* Exercise goal *
Would you transcribe the line that holds "rider in black" and all the lines below it, through the final one, exactly and with nothing else?

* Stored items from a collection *

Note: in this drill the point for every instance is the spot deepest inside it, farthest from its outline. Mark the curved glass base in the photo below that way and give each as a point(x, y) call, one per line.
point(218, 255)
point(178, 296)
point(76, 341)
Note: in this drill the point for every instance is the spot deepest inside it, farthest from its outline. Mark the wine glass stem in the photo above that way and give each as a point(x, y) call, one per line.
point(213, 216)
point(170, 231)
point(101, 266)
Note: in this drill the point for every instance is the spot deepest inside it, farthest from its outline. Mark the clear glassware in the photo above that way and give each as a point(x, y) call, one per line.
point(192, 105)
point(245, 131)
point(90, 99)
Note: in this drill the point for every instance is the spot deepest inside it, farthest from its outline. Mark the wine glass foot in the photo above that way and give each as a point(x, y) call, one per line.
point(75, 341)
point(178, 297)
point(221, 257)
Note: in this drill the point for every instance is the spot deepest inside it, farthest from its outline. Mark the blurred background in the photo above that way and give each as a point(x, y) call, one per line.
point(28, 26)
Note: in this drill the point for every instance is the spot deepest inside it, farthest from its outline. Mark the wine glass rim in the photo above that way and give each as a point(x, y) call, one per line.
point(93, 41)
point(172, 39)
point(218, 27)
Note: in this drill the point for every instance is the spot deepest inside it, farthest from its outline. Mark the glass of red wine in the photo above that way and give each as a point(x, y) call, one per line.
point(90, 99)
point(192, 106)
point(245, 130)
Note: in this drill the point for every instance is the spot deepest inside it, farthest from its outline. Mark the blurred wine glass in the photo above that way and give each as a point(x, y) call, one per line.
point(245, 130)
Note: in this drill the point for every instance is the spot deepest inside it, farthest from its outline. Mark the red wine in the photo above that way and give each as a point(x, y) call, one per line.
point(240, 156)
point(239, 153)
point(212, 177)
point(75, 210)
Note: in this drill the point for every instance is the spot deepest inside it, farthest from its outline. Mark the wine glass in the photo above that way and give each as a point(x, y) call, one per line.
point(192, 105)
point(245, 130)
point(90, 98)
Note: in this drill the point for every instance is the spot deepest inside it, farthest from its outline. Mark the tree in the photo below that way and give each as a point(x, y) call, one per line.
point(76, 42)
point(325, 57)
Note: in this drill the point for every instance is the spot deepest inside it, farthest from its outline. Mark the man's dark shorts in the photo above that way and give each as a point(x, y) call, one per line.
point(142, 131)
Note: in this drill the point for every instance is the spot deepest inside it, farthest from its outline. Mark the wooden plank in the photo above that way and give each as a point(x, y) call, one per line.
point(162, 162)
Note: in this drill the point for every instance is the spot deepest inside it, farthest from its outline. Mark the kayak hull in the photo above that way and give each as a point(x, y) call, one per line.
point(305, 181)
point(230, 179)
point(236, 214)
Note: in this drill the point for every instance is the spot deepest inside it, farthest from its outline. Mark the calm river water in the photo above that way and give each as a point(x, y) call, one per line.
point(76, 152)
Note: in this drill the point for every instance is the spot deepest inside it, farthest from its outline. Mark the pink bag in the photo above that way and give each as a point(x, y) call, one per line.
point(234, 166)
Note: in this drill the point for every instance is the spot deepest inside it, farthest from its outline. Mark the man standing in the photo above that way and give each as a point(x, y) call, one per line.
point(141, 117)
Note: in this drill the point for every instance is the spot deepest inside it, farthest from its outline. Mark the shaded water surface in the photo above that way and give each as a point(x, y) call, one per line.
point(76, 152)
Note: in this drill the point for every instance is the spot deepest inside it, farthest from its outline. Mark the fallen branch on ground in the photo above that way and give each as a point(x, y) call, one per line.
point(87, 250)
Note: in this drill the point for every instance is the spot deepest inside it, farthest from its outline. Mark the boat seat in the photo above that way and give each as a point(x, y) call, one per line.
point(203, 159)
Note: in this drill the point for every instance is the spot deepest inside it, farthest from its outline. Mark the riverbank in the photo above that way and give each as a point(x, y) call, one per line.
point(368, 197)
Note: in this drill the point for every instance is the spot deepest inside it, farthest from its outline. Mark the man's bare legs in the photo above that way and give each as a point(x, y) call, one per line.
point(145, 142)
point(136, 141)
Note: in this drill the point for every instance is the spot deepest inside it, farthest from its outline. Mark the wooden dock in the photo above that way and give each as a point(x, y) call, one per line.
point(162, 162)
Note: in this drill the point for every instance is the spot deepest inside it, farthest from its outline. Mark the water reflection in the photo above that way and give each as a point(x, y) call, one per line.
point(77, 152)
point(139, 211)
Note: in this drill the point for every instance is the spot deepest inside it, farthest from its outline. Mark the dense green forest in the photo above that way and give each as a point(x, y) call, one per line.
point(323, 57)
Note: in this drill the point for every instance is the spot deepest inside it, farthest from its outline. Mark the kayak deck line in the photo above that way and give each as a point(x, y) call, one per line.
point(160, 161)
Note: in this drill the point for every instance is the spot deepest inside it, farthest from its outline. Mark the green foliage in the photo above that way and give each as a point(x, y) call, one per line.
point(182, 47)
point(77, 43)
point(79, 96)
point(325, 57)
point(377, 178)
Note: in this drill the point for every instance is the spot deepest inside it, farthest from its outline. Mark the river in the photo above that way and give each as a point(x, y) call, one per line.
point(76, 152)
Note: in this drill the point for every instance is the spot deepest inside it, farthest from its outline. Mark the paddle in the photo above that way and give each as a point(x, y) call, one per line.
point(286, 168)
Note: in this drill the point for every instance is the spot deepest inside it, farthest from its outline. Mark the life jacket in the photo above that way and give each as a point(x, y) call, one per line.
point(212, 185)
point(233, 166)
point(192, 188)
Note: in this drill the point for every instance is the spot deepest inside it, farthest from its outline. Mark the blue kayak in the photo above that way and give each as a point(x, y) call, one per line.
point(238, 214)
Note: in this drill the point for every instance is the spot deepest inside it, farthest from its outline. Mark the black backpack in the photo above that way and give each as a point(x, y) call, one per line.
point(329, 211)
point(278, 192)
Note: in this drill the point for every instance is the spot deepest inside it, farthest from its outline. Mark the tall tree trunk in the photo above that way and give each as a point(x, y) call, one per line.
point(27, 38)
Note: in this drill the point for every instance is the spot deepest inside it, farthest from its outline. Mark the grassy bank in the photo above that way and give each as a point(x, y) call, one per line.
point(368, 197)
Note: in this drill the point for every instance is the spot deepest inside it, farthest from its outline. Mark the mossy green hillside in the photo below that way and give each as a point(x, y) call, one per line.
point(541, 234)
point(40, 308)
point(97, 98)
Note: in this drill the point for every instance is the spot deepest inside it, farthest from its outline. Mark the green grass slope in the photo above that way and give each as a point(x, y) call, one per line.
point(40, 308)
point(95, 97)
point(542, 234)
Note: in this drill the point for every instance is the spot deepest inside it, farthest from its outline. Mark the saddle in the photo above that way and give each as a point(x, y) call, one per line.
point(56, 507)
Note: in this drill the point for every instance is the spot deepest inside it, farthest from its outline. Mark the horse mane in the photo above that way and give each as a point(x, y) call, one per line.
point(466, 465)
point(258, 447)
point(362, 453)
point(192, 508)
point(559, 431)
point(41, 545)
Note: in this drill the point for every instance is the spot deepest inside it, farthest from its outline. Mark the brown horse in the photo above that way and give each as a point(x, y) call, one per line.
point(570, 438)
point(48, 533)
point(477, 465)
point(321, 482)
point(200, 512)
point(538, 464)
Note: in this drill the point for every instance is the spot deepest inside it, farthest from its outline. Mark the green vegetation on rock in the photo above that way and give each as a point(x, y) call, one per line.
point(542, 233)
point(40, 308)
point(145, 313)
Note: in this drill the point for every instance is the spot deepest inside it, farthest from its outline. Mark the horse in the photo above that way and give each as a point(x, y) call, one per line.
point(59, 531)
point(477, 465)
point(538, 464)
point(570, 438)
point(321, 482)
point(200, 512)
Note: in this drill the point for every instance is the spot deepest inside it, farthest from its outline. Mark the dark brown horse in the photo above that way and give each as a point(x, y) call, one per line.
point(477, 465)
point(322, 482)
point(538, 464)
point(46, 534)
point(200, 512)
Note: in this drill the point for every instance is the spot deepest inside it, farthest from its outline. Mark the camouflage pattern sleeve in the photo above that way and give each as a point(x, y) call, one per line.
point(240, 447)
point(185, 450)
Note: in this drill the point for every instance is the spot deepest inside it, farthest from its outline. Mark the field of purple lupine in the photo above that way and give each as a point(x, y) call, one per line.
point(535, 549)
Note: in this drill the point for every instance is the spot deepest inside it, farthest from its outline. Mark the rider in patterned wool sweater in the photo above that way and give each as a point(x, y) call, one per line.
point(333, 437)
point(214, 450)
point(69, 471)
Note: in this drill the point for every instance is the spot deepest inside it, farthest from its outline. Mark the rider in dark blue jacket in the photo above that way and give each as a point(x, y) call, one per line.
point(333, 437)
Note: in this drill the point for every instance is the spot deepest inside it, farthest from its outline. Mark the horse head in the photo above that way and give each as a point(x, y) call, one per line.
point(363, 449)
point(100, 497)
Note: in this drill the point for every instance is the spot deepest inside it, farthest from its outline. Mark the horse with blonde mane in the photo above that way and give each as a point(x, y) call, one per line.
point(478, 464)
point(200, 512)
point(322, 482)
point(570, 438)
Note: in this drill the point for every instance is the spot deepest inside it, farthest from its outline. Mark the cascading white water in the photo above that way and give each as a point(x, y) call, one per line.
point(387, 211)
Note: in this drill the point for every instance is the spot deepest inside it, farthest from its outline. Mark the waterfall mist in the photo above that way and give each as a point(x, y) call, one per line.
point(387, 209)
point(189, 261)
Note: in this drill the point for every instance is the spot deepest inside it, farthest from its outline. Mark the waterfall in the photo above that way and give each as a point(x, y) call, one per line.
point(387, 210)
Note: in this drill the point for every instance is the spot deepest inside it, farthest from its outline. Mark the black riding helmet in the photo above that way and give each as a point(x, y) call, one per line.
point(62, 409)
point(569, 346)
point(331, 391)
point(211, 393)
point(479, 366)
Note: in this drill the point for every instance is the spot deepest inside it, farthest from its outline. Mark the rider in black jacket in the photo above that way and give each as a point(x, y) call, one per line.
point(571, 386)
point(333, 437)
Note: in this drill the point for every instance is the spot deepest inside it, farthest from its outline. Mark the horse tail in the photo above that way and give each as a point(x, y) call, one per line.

* Solution for this exercise *
Note: in this drill the point for every instance is the spot deepest inside it, farthest from its outline. Mark the rider in black jacket in the photo above that way and give each as a point(x, y) call, one per line.
point(571, 386)
point(333, 437)
Note: in this drill the point for every instance is the spot deepest inside it, farthest from its outline. Mark the horse tail in the photo above that way and give each as a point(x, y) call, one per line.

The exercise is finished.